Task set:
- 1) Decide whether each statement below agrees with the Barbarić passage. Answer yes or no for each, and quote the deciding words of the passage. (a) The Conference of Bishops ruled out pilgrimage to Medjugorje. (b) Bishop Žanić was replaced by Ratko Perić in 1993. (c) After signing the declaration, Barbarić left Medjugorje.
- 2) Set down the Barbarić passage word for word, starting at "The same year, in" and ending at "Medjugorje was legal.".
- 3) According to the Barbarić passage, on what date did the Bishop first suspend Barbarić's confessional jurisdiction?

Supplied passage:
☆ ☆ ☆ ☆ ☆
The conclusion of the Conference of Bishops, published in Zadar on 10 April 1991, regarding the apparitions, stated that the apparitions "non constat de supernaturalitate", that is, based on previous examinations, it is impossible to establish that these are supernatural apparitions or revelations. However, the Conference left the possibility of the pilgrimage. In connection with the conclusion, Barbarić stated: "We have our sanctuary. We have permission for the people to come here. Why do we need the seers anyway?"

The same year, in July, the Province proposed to the Bishop that Barbarić should remain in Humac, which the Bishop approved. However, Barbarić, on his initiative, returned to Medjugorje, claiming he had agreed to this verbally with the Provincial Drago Tolj, due to the lack of confessors. The Episcopal Ordinariate wasn't even informed about the transfer, so Barbarić remained active without the necessary decree from the bishop. The Episcopal Ordinariate was in turmoil due to the war in Croatia and Bosnia and Herzegovina that broke out in October 1991. In 1993, Bishop Žanić was replaced by Ratko Perić. The Ordinariate continued to communicate with Barbarić regularly, presuming that his transfer to Medjugorje was legal.

In 1999, Bishop Perić requested that the Province transfer him from Medjugorje again, as he had discovered that Barbarić was active in Medjugorje without a pastoral decree. Barbarić refused to transfer, so the Bishop suspended his confessional jurisdiction on 20 February 2000. Barbarić asked the Bishop for revision, but the Bishop confirmed his previous decision. He again complained to the Holy See over the issue, and the Bishop insisted that Barbarić sign the statement of obedience and leave Medjugorje. He signed the declaration on 20 June 2000 but still remained active in Medjugorje. The bishop suspended his confessional jurisdiction once again on 30 October 2000. He died on 24 November 2000.
☆ ☆ ☆ ☆ ☆
Provided information:
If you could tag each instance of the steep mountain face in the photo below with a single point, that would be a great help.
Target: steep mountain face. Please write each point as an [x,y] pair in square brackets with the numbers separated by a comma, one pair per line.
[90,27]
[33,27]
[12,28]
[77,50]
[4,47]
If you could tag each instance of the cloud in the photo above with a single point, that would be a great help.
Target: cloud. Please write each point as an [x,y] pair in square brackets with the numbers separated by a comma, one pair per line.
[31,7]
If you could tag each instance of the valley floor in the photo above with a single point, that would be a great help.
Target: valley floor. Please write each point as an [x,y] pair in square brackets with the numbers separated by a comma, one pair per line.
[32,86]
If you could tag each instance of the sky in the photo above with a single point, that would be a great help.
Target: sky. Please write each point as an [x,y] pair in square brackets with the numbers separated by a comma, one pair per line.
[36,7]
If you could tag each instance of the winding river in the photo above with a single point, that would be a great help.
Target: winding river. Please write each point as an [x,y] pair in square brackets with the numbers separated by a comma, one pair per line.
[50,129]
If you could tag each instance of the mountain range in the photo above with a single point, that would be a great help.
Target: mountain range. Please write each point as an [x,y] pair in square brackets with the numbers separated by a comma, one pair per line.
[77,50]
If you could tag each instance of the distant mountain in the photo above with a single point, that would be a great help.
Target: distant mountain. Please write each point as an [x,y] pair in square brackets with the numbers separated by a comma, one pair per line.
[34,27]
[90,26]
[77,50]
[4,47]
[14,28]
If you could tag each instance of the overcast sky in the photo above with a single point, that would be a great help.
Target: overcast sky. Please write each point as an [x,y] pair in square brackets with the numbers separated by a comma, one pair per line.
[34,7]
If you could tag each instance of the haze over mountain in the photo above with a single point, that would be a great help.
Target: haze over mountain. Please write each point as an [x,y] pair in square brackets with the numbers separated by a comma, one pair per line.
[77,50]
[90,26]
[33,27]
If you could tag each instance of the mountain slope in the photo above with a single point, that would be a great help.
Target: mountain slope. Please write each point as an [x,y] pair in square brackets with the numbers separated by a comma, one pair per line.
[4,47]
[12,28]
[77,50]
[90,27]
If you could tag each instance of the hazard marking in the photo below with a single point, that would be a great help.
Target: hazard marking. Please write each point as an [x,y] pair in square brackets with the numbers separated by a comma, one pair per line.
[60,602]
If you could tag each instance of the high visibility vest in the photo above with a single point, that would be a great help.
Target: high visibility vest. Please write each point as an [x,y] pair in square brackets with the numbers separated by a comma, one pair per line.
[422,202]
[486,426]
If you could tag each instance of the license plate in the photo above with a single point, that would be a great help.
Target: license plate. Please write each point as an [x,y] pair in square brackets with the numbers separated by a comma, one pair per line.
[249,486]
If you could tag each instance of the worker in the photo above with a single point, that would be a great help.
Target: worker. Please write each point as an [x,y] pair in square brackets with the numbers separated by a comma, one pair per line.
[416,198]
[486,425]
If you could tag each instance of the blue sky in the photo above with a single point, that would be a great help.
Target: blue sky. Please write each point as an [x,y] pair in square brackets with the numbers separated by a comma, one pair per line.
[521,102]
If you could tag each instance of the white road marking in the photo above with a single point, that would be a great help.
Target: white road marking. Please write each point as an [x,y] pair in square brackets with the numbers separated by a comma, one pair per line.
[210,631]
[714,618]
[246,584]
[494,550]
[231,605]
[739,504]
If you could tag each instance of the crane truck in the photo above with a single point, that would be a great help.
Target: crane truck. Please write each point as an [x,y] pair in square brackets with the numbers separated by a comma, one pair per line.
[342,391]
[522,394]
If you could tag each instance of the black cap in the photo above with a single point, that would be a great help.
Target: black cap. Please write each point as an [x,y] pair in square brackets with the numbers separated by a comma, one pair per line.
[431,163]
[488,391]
☆ ☆ ☆ ☆ ☆
Completed exercise:
- 1)
(a) No: "However, the Conference left the possibility of the pilgrimage."
(b) Yes: "In 1993, Bishop Žanić was replaced by Ratko Perić."
(c) No: "He signed the declaration on 20 June 2000 but still remained active in Medjugorje."

- 2)
The same year, in July, the Province proposed to the Bishop that Barbarić should remain in Humac, which the Bishop approved. However, Barbarić, on his initiative, returned to Medjugorje, claiming he had agreed to this verbally with the Provincial Drago Tolj, due to the lack of confessors. The Episcopal Ordinariate wasn't even informed about the transfer, so Barbarić remained active without the necessary decree from the bishop. The Episcopal Ordinariate was in turmoil due to the war in Croatia and Bosnia and Herzegovina that broke out in October 1991. In 1993, Bishop Žanić was replaced by Ratko Perić. The Ordinariate continued to communicate with Barbarić regularly, presuming that his transfer to Medjugorje was legal.

- 3) 20 February 2000.